If an entry holds a picture, leave the picture out and copy the rest of the listing exactly.

#### DATA TO USE
---------------

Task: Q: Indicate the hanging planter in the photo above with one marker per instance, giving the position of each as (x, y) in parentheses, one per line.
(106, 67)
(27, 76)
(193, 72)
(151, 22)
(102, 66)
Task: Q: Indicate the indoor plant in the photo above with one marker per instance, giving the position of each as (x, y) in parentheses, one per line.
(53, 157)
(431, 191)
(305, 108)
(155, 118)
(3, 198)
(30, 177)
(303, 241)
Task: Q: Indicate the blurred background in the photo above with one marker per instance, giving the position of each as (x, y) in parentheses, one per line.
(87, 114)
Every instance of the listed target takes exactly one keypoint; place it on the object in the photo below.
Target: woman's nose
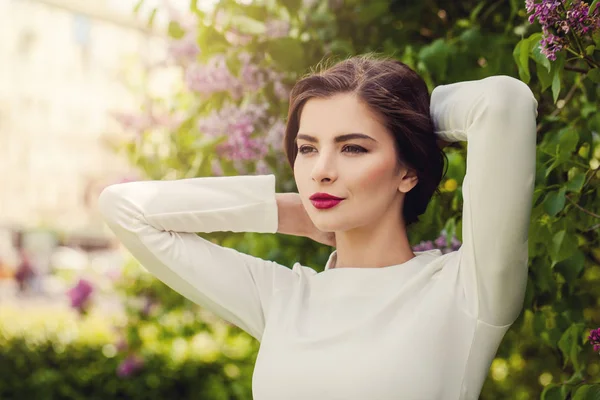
(324, 168)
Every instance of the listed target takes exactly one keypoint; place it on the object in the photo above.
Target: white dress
(422, 330)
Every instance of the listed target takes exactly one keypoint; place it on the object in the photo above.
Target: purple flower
(440, 242)
(425, 246)
(80, 294)
(184, 50)
(557, 21)
(239, 125)
(213, 77)
(594, 339)
(455, 243)
(130, 366)
(277, 29)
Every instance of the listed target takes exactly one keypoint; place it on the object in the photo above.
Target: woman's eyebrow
(337, 139)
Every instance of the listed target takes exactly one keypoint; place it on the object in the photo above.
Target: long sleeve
(497, 118)
(157, 222)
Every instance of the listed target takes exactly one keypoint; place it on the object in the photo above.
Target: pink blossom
(212, 77)
(184, 50)
(277, 29)
(80, 295)
(557, 21)
(594, 339)
(130, 366)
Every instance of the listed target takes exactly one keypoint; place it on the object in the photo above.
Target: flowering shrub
(237, 66)
(594, 339)
(564, 25)
(80, 294)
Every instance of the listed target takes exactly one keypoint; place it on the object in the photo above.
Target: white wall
(64, 65)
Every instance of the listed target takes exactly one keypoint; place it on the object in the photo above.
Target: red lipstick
(325, 200)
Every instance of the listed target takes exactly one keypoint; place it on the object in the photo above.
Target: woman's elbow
(114, 206)
(510, 93)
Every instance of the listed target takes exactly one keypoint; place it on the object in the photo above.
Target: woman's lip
(325, 203)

---------------

#### RESPONSE BOX
Task: Q: Indicate the hanging planter in the photo above with one marker per instance, giving the position of each as (x, y) in parentheses, one per line.
(106, 67)
(27, 76)
(193, 72)
(151, 22)
(102, 66)
Task: Q: Indicate the indoor plant in the photo above with one marker per instance, giving the position of each as (x, y) in parentheses, one per line.
(53, 157)
(431, 191)
(305, 108)
(155, 118)
(3, 198)
(30, 177)
(303, 241)
Task: Q: Indicate the blurred background in the photo above with one marker per instance, giving the position of each as (x, y) in parentheses, one per line.
(87, 114)
Every instance of the listed target takes exactly one keypoint; place it on the object in the photo below.
Target: woman's nose
(324, 168)
Every instance of the listed target takes exactly one keypoint; place it on the object in the photo above.
Target: white dress
(422, 330)
Every instance of the listed target takes exactly one keypoint; place it on the object in the photo above.
Target: purple flower
(440, 242)
(425, 246)
(80, 294)
(184, 50)
(557, 21)
(239, 125)
(213, 77)
(594, 339)
(455, 243)
(130, 366)
(277, 29)
Every instance of the listed target takes exactly one keypoint; place it on the object in the photo above.
Target: woman's eyebrow
(337, 139)
Every instance of the listed target takes exactly one keypoint; place it on the object in the photo above.
Target: long sleeve
(497, 118)
(157, 222)
Every instance of the listed target takes exactly one keypoint; place it on the object in the photo above.
Target: pink blossom
(212, 77)
(184, 50)
(277, 29)
(80, 295)
(557, 21)
(594, 339)
(130, 366)
Every instance of the listed target takes exactly one keypoint; place it on the object in the photo above.
Target: flowering shrub
(237, 66)
(594, 339)
(564, 25)
(80, 294)
Every instance of the listed target takes exactly one keypoint; place it on the object in the photo above.
Target: white wall
(64, 65)
Every instance of the listed target takes exactly one keypoint; place it on the object in the photo above.
Target: red lipstick
(325, 200)
Every instance of the listed target takes exactly one keypoint; place it on the object in the photo above.
Target: woman's elbow
(114, 206)
(510, 93)
Every instance of the listed target takes exactly one keypoint; place it on the object in the photo above.
Target: woman's lip
(325, 203)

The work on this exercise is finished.